§ EXERCISE GOAL:
Pick out every line in the rows below that contains the word "dress", and copy each one.

>> Start RECORDS

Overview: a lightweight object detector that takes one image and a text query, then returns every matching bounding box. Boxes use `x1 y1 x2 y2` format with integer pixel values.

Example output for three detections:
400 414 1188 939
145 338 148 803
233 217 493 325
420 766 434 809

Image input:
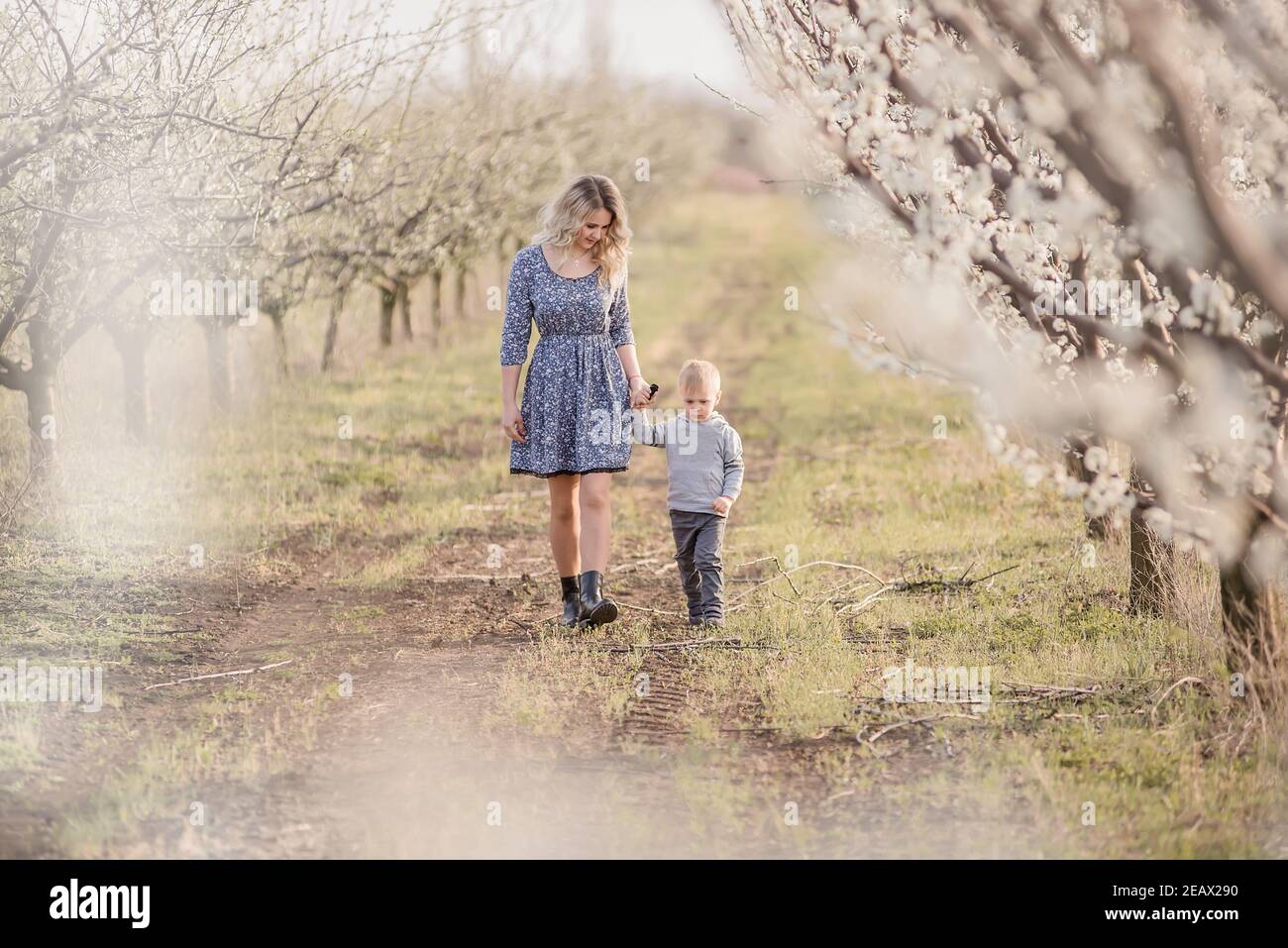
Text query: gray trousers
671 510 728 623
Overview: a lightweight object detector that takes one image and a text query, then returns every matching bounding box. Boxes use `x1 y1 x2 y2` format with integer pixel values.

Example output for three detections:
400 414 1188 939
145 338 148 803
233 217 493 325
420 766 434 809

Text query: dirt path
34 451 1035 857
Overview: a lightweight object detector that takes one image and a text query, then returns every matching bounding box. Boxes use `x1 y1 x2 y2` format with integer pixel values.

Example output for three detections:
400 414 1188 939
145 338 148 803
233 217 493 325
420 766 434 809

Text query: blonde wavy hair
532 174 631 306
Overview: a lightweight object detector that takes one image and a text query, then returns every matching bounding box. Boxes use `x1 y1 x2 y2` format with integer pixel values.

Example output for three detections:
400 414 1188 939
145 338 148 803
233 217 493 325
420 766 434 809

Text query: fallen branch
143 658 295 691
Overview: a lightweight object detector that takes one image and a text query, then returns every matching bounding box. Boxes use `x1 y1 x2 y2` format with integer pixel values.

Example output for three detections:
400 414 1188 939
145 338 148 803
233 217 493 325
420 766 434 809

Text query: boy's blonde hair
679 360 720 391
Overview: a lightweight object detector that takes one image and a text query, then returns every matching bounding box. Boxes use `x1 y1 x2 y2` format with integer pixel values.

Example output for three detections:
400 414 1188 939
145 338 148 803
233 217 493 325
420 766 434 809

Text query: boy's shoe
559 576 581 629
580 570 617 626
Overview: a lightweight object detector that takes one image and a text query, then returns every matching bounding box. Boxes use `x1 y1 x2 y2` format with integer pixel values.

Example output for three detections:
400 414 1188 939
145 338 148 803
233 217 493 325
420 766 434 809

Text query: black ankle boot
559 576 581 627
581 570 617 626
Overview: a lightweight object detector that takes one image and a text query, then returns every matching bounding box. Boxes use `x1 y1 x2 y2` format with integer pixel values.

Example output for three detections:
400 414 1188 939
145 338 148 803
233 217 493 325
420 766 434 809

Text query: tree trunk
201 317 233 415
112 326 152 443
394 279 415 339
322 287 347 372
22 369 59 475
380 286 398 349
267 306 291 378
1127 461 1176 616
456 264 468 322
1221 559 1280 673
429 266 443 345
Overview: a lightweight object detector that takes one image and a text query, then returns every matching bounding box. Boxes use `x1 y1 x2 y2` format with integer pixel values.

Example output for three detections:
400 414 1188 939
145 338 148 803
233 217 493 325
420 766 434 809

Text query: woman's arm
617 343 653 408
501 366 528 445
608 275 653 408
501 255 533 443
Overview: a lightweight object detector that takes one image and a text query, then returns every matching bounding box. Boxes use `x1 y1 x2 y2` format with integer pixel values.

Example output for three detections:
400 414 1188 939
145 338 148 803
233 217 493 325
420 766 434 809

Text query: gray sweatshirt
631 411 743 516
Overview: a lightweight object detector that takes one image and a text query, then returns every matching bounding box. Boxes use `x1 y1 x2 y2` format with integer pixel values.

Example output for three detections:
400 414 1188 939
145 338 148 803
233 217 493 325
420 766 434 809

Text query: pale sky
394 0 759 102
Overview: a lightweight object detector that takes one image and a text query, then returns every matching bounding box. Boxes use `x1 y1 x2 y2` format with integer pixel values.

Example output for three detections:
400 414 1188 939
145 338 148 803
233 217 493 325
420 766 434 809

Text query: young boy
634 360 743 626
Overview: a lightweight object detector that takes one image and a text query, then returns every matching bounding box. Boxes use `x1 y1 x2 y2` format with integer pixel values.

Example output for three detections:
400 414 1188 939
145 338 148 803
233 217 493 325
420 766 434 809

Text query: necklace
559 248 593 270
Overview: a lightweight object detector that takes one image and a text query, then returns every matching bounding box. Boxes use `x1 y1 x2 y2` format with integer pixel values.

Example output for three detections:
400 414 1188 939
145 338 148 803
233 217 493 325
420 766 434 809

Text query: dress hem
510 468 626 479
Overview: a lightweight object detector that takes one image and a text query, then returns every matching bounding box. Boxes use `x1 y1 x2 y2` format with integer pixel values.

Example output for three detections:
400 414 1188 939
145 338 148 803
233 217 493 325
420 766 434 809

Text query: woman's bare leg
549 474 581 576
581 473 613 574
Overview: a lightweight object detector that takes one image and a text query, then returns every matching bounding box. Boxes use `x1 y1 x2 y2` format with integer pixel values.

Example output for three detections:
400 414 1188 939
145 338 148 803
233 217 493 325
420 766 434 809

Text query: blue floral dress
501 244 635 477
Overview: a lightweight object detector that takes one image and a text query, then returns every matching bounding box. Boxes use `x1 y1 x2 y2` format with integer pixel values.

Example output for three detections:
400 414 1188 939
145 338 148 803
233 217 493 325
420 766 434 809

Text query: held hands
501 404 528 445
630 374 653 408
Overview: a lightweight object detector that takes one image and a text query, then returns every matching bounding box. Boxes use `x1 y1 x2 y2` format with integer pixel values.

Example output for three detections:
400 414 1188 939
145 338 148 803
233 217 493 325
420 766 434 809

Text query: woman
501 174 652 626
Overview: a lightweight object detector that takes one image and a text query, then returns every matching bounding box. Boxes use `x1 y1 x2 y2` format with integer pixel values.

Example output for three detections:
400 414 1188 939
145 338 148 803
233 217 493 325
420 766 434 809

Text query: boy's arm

>> End RECORDS

§ RESPONSE TO THIS TASK:
Text query: dress hem
Text query: blue floral dress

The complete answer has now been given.